**Problem to solve:** The line that contains "of the horizontal" and every line after it, down to the last one, must be restated word for word, with no pictures.

**Data in this exercise:**
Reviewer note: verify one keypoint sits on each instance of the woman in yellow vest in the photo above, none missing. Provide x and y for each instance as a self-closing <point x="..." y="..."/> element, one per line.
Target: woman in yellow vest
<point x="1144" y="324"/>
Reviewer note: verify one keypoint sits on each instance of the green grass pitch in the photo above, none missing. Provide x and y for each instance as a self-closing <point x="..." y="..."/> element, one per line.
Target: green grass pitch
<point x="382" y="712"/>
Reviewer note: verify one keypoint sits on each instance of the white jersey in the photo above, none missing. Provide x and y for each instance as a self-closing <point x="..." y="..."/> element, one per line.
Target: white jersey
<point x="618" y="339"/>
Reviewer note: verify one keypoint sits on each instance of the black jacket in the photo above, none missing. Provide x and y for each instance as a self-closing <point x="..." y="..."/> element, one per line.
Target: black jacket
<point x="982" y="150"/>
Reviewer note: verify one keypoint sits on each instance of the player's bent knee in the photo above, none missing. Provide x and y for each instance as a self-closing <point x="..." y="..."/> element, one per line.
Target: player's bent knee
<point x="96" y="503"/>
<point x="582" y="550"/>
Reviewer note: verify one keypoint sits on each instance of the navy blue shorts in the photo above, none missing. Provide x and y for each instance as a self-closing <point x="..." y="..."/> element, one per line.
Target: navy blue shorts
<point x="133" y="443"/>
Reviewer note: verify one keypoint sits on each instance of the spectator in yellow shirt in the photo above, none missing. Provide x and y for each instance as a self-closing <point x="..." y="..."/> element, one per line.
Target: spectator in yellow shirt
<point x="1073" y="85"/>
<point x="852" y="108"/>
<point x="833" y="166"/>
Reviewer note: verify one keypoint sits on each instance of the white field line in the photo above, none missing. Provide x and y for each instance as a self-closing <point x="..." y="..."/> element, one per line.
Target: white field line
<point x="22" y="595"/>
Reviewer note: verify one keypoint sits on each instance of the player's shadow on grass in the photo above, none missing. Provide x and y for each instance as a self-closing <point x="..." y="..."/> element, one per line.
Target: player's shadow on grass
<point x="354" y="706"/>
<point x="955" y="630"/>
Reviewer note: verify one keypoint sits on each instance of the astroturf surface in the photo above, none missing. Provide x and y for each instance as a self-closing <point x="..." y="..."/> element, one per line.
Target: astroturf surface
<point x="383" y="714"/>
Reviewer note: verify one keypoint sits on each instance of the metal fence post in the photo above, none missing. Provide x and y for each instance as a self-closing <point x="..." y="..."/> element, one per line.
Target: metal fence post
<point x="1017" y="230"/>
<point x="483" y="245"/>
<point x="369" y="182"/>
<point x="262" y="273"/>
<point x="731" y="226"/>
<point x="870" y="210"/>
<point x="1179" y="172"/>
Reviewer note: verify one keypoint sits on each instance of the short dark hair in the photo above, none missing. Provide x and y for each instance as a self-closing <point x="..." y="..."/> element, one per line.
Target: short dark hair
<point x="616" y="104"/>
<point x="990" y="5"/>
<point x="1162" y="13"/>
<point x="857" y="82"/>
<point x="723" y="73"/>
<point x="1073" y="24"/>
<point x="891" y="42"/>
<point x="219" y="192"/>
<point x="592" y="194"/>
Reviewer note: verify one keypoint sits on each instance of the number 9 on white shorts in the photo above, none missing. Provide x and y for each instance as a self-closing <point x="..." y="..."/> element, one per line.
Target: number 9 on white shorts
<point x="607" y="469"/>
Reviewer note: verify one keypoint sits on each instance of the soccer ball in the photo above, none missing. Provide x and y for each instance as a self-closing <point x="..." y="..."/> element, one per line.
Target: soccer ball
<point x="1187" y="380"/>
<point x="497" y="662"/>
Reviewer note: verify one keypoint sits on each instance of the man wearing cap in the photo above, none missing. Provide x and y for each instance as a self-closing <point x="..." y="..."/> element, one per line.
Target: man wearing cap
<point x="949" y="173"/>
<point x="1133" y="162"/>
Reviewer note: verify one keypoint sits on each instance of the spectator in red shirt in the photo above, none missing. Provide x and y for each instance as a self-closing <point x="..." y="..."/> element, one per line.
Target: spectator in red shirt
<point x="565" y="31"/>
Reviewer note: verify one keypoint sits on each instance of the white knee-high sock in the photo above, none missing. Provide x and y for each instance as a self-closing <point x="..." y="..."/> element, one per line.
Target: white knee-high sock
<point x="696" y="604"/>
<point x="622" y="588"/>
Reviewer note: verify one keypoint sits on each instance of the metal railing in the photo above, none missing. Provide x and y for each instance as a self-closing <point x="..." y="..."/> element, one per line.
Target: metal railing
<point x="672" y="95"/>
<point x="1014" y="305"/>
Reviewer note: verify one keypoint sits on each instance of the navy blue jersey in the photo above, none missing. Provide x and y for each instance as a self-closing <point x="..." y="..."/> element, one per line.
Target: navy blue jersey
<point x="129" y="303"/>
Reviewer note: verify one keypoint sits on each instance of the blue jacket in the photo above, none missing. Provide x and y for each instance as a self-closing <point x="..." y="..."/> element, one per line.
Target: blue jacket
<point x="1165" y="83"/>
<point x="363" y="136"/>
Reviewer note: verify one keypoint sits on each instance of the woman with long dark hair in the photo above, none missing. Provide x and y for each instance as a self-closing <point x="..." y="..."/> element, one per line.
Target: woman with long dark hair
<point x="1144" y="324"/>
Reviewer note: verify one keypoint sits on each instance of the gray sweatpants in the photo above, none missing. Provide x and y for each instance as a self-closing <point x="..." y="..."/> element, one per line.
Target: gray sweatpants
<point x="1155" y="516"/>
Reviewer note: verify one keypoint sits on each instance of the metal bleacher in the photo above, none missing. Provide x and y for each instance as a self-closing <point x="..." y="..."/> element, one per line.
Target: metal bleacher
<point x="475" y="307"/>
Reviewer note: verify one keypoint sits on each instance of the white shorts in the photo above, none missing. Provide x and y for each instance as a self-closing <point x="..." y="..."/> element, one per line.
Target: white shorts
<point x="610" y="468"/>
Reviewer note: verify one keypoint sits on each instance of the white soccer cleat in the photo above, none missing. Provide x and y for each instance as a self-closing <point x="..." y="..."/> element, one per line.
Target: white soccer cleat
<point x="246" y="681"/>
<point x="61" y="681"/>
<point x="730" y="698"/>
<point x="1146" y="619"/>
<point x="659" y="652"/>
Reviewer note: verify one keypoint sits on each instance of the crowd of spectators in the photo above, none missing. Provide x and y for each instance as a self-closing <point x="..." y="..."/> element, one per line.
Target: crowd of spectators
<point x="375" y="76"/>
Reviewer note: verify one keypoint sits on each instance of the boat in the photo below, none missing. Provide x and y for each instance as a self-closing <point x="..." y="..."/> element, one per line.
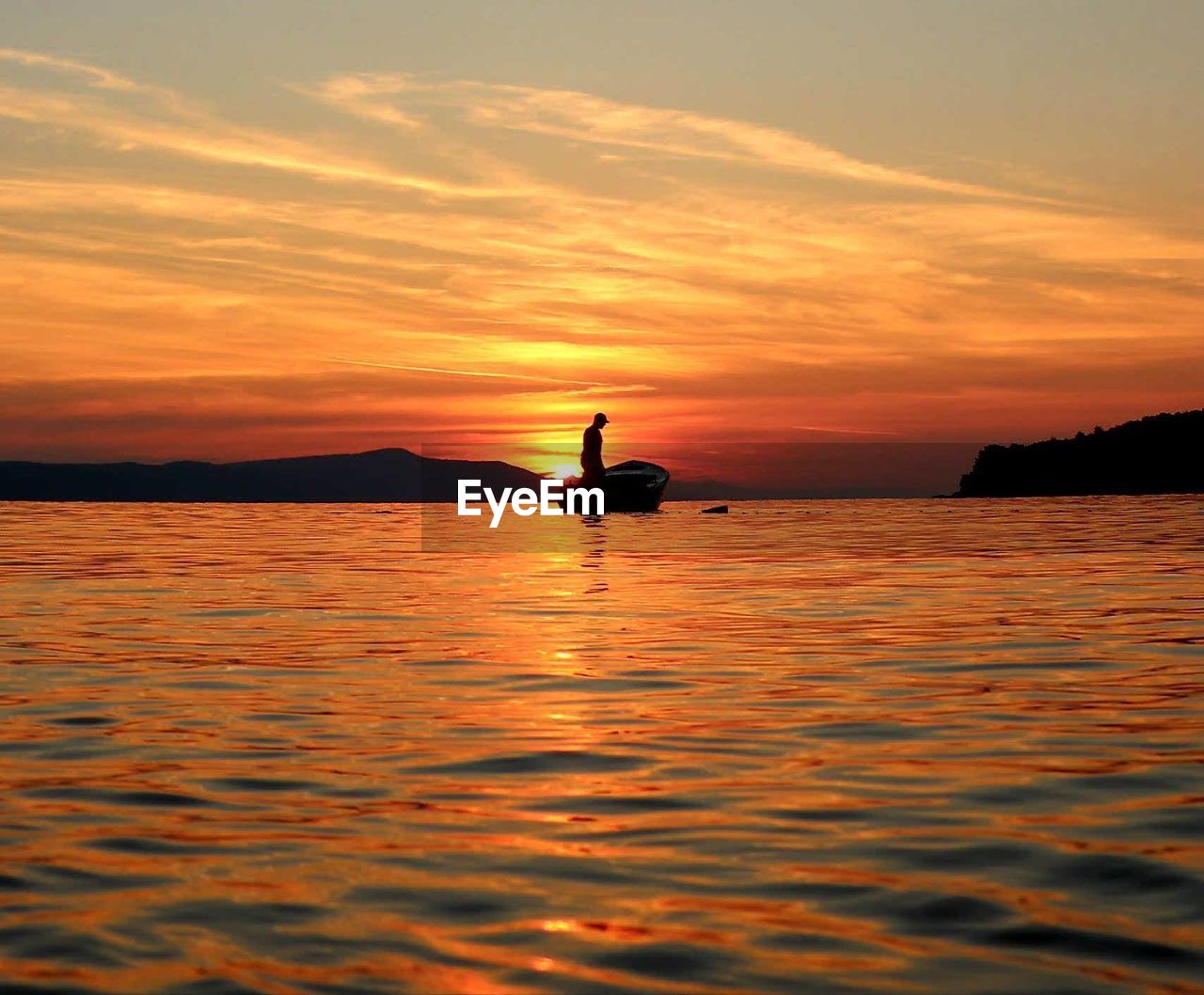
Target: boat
<point x="632" y="486"/>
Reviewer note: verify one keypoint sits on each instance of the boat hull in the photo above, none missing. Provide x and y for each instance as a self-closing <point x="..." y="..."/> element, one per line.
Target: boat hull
<point x="632" y="486"/>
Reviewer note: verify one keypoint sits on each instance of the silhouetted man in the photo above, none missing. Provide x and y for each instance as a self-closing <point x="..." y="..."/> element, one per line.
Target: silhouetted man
<point x="592" y="452"/>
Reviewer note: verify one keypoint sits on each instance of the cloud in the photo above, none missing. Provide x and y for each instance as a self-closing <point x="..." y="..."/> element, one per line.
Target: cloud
<point x="478" y="267"/>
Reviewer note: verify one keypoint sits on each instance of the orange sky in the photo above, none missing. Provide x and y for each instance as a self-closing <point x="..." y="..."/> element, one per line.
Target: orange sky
<point x="399" y="258"/>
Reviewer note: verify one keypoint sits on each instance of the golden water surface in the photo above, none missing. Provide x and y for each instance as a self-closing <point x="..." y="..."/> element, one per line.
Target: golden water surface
<point x="831" y="746"/>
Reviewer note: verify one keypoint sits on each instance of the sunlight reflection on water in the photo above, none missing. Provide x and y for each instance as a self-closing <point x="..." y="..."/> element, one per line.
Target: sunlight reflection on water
<point x="829" y="746"/>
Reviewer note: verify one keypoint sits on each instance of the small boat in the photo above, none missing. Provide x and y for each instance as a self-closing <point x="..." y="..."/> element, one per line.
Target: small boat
<point x="632" y="486"/>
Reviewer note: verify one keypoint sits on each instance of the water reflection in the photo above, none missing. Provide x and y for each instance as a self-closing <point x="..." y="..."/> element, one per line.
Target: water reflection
<point x="830" y="746"/>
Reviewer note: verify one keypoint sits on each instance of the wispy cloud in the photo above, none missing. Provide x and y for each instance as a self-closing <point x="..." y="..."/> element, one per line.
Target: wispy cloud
<point x="521" y="249"/>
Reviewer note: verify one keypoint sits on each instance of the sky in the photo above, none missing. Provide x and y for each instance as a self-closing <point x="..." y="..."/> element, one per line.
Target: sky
<point x="271" y="229"/>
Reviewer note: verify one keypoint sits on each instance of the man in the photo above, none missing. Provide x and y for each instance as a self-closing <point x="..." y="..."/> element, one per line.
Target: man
<point x="592" y="452"/>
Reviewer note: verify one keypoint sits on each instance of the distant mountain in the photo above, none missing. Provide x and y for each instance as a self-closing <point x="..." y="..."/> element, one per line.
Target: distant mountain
<point x="1156" y="455"/>
<point x="379" y="475"/>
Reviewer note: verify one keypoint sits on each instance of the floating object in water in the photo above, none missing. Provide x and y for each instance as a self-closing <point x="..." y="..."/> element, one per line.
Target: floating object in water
<point x="631" y="486"/>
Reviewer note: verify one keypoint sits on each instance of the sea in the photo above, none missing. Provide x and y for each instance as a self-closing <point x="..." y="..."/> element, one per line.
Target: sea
<point x="850" y="746"/>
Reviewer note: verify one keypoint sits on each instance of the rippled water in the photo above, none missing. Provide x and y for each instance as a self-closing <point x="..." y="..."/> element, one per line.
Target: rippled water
<point x="849" y="746"/>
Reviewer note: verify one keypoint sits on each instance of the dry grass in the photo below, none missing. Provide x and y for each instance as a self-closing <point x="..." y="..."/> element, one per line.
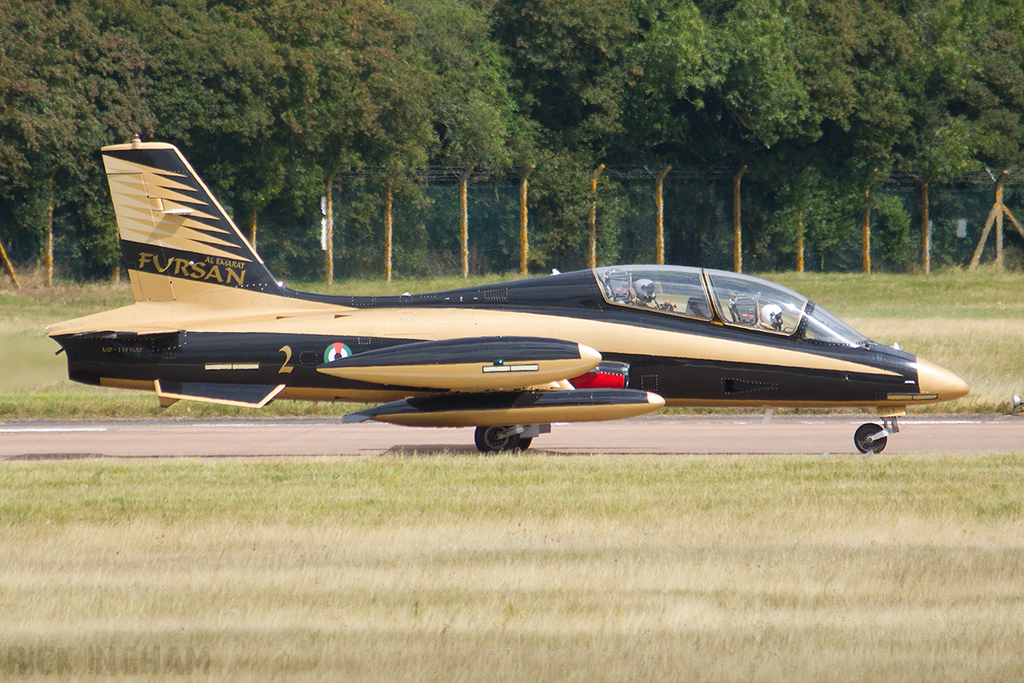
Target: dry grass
<point x="522" y="568"/>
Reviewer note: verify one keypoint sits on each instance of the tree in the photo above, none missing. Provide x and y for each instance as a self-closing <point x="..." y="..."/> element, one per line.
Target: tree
<point x="68" y="85"/>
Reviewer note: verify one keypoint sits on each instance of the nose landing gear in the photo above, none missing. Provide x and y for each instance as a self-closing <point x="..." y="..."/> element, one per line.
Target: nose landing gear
<point x="871" y="438"/>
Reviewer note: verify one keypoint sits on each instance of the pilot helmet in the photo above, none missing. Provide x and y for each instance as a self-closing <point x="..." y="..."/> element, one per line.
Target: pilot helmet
<point x="772" y="312"/>
<point x="644" y="289"/>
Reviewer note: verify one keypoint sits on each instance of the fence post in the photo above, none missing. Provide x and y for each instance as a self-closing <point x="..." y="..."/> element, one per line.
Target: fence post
<point x="737" y="240"/>
<point x="865" y="231"/>
<point x="800" y="245"/>
<point x="592" y="259"/>
<point x="659" y="203"/>
<point x="328" y="237"/>
<point x="10" y="268"/>
<point x="523" y="220"/>
<point x="387" y="230"/>
<point x="464" y="214"/>
<point x="926" y="229"/>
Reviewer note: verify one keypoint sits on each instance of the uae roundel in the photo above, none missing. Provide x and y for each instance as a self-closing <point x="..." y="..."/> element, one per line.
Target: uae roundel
<point x="335" y="351"/>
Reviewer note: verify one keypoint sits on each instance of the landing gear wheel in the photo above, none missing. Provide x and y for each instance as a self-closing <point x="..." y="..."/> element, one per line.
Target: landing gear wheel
<point x="865" y="441"/>
<point x="489" y="439"/>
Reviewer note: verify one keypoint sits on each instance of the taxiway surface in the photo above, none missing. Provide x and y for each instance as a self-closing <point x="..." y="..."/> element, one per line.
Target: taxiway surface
<point x="685" y="435"/>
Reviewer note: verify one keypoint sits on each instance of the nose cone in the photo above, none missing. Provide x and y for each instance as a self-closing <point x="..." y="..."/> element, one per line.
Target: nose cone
<point x="933" y="379"/>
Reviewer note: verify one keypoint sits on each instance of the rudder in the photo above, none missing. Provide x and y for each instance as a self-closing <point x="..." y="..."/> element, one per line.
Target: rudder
<point x="176" y="239"/>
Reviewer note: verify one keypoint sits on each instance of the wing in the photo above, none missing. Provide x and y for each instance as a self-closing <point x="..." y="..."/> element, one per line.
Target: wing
<point x="489" y="381"/>
<point x="469" y="365"/>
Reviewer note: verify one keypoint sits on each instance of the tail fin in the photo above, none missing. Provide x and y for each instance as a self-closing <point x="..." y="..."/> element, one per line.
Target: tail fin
<point x="176" y="239"/>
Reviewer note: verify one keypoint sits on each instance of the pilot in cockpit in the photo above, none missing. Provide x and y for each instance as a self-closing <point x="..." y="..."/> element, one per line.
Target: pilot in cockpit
<point x="645" y="293"/>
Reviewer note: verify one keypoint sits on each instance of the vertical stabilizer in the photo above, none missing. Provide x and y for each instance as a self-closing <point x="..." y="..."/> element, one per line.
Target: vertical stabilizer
<point x="177" y="241"/>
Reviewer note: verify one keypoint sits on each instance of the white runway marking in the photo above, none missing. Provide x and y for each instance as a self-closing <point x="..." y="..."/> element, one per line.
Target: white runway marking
<point x="56" y="430"/>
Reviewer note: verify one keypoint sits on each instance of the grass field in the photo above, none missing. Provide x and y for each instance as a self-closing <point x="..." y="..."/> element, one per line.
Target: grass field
<point x="970" y="323"/>
<point x="514" y="568"/>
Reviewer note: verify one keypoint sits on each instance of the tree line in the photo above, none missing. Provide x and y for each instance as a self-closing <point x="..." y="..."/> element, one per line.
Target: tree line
<point x="273" y="100"/>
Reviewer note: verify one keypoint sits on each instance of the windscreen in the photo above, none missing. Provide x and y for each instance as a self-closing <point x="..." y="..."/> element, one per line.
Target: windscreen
<point x="756" y="303"/>
<point x="674" y="290"/>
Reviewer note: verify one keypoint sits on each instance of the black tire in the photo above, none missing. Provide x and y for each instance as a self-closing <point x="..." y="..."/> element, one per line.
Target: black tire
<point x="487" y="439"/>
<point x="860" y="438"/>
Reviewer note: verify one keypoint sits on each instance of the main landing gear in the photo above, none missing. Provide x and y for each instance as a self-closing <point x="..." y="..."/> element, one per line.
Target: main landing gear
<point x="514" y="437"/>
<point x="871" y="438"/>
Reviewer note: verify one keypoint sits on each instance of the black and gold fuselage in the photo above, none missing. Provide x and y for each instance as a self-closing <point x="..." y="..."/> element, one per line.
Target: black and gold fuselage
<point x="211" y="324"/>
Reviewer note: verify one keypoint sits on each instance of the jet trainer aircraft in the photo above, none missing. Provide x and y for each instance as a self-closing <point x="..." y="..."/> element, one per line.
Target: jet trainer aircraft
<point x="211" y="324"/>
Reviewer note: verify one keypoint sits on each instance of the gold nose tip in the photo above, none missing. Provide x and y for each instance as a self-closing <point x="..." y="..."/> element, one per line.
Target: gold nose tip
<point x="937" y="380"/>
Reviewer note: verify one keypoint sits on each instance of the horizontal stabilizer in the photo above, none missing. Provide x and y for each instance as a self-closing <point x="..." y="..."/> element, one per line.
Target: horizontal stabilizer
<point x="246" y="395"/>
<point x="484" y="410"/>
<point x="471" y="364"/>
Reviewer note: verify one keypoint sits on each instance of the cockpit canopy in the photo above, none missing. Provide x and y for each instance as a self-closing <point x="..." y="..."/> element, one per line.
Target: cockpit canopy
<point x="731" y="298"/>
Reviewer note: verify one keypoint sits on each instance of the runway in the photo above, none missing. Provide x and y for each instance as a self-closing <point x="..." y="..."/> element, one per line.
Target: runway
<point x="670" y="435"/>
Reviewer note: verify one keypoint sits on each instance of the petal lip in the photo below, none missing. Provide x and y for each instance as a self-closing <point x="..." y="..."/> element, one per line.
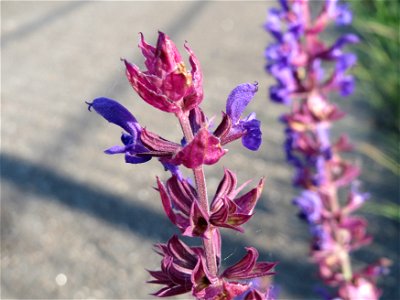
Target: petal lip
<point x="239" y="98"/>
<point x="115" y="113"/>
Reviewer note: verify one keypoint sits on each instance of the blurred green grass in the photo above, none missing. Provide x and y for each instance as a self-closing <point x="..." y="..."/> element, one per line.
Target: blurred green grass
<point x="377" y="23"/>
<point x="378" y="74"/>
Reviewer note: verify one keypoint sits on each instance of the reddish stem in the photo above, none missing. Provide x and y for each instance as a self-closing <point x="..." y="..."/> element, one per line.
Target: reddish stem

**Answer to the problem:**
Reviewer note: verify one keypoint sits on each instance of the horizontal stabilizer in the photo above, none missing. Provide x and y for each instance as a self-closing <point x="..." y="..."/> element, one per line.
Target: horizontal stabilizer
<point x="246" y="395"/>
<point x="484" y="410"/>
<point x="471" y="364"/>
Reviewer note: verify one keypoint sits on each instance of the cockpit canopy in the photo above, none missing. Provide x and y for each instance as a self-closing <point x="..." y="..."/> element, one per line.
Target: cockpit canopy
<point x="731" y="298"/>
Reviewer note: verify one keypoint sits on each instance of the runway in the photo above, none missing. Provide x and y for each instance as a self-closing <point x="..." y="..."/> element, one per line.
Target: runway
<point x="670" y="435"/>
Reviewer note: verify one keypoint sits on each instance of the petal lip in the photo below, none missing. Provide x and y for each instance as a self-closing <point x="..." y="..."/> element, one per line.
Target: petal lip
<point x="239" y="98"/>
<point x="115" y="113"/>
Reviewer note: verify one keypoint sits on each instance of the blurred green grass in the photo above, none missing. Provide x and y for each instance as a self-closing <point x="..." y="..."/> element, one per line.
Target: blurred green grass
<point x="377" y="23"/>
<point x="378" y="74"/>
Reviewer note: verify one keypoint sits on each instance of the reddish stem in the photo above, none missing. Provide x and y for each instance as a self-closing <point x="..." y="..."/> element, one per line.
Target: reddish stem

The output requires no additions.